- Source document -
---*---
= 2024 All-SEC football team =

American college football all-star team

The 2024 All-SEC football team consists of American football players selected to the All-Southeastern Conference (SEC) chosen by the Associated Press (AP) and the conference coaches for the 2024 Southeastern Conference football season.

Georgia won the conference, defeating Texas 22–19 in the SEC Championship.

Tennessee running back Dylan Sampson was voted the conference's Offensive Player of the Year (AP and Coaches).South Carolina defensive end Kyle Kennard was selected the Defensive Player of the Year (AP and Coaches). Kentucky placekicker Alex Raynor was named the SEC Special Teams Player of the Year. South Carolina quarterback LaNorris Sellers was voted SEC Freshman of the Year and Vanderbilt quarterback Diego Pavia was voted SEC Newcomer of the Year (AP and Coaches). Shane Beamer of South Carolina and Clark Lea of Vanderbilt were voted SEC Coach of the Year (AP and Coaches respectively).

== Offensive selections ==

=== Quarterbacks ===

- Jaxson Dart, Ole Miss (AP-1, Coaches-1)
- Quinn Ewers, Texas (Coaches-2)
- Diego Pavia, Vanderbilt (AP-2)
- LaNorris Sellers, South Carolina (Coaches-3)

=== Running backs ===

- Dylan Sampson, Tennessee (AP-1, Coaches-1)
- Jarquez Hunter, Auburn (AP-1, Coaches-1)
- Raheim Sanders, South Carolina (AP-2, Coaches-2)
- Ja’Quinden Jackson, Arkansas (Coaches-2)
- Le’Veon Moss, Texas A&M (AP-2)

=== Wide receivers ===

- Andrew Armstrong, Arkansas (AP-1, Coaches-2)
- Tre Harris, Ole Miss (AP-1)
- Ryan Coleman-Williams, Alabama (AP-2, Coaches-1)
- Luther Burden III, Missouri (Coaches-1)
- Kyren Lacy, LSU (AP-2)
- KeAndre Lambert-Smith, Auburn (AP-2, Coaches-2)

=== Centers ===

- Cooper Mays, Tennessee (AP-2, Coaches-1)
- Jake Slaughter, Florida (AP-1)
- Jared Wilson, Georgia (Coaches-2)

=== Offensive line ===

- Kelvin Banks Jr., Texas (AP-1, Coaches-1)
---*---
- Given task 1 -
Rescale the records below by multiplying every point coordinate in the answers by 0.8 and rounding to whole numbers, with halves rounded up. Repeat all the lines of every record, requests included, and leave the request text and its format sample unchanged and the pictures out of your output.

- Records from a collection -
---*---
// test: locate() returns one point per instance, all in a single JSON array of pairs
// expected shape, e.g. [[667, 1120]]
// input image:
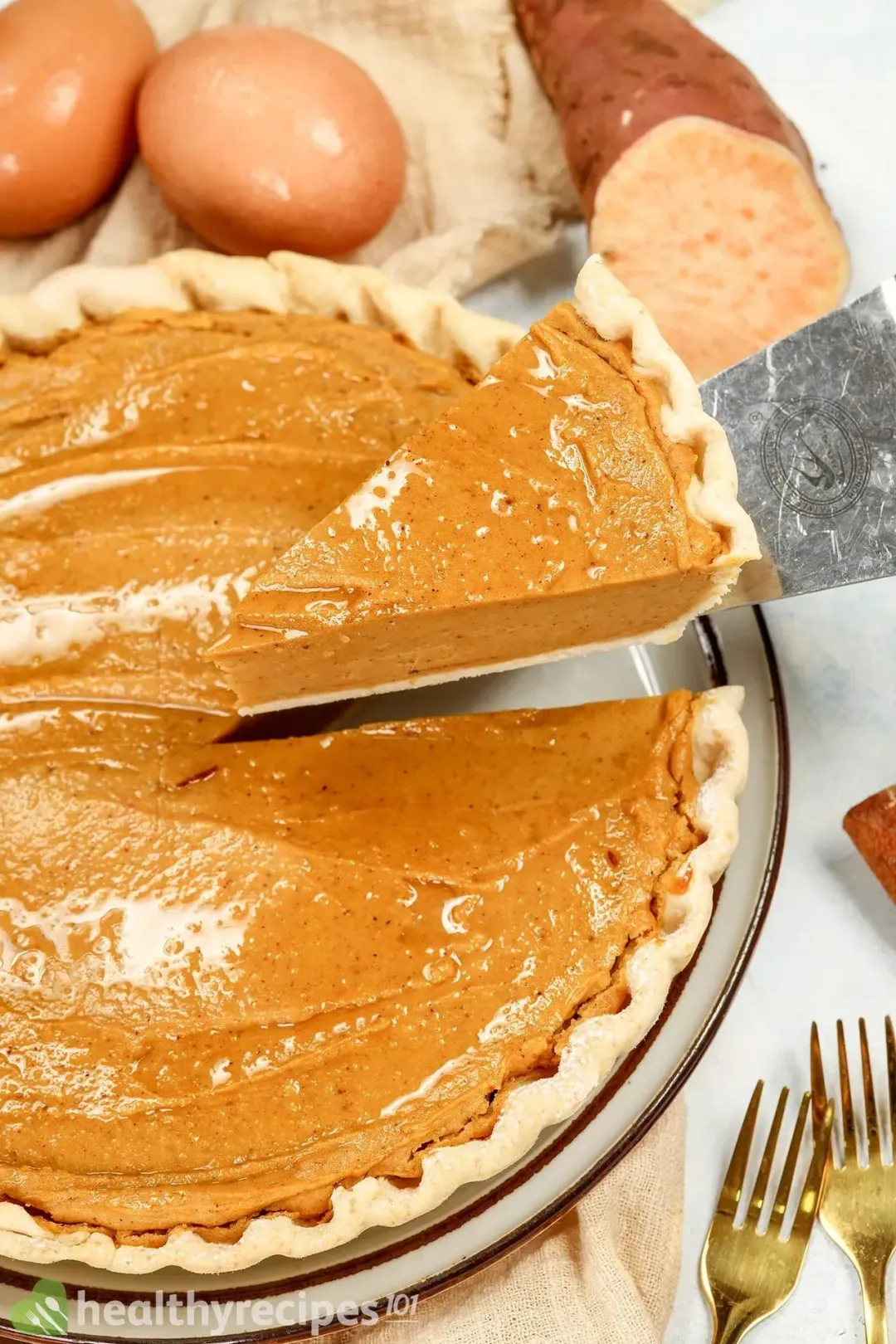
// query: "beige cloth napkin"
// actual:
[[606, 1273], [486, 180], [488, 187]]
---*---
- Given task 2 -
According to the article on the 2024 All-SEC football team, by what score did Georgia defeat Texas in the SEC Championship?

- Exercise solution 1 -
// test: locate() returns one point per instance, all in a single JSON array of pairs
// expected shape, e.g. [[667, 1120]]
// input image:
// query: "beige cloth napkin"
// actual:
[[485, 1018], [389, 144], [390, 150]]

- Exercise solution 2 -
22–19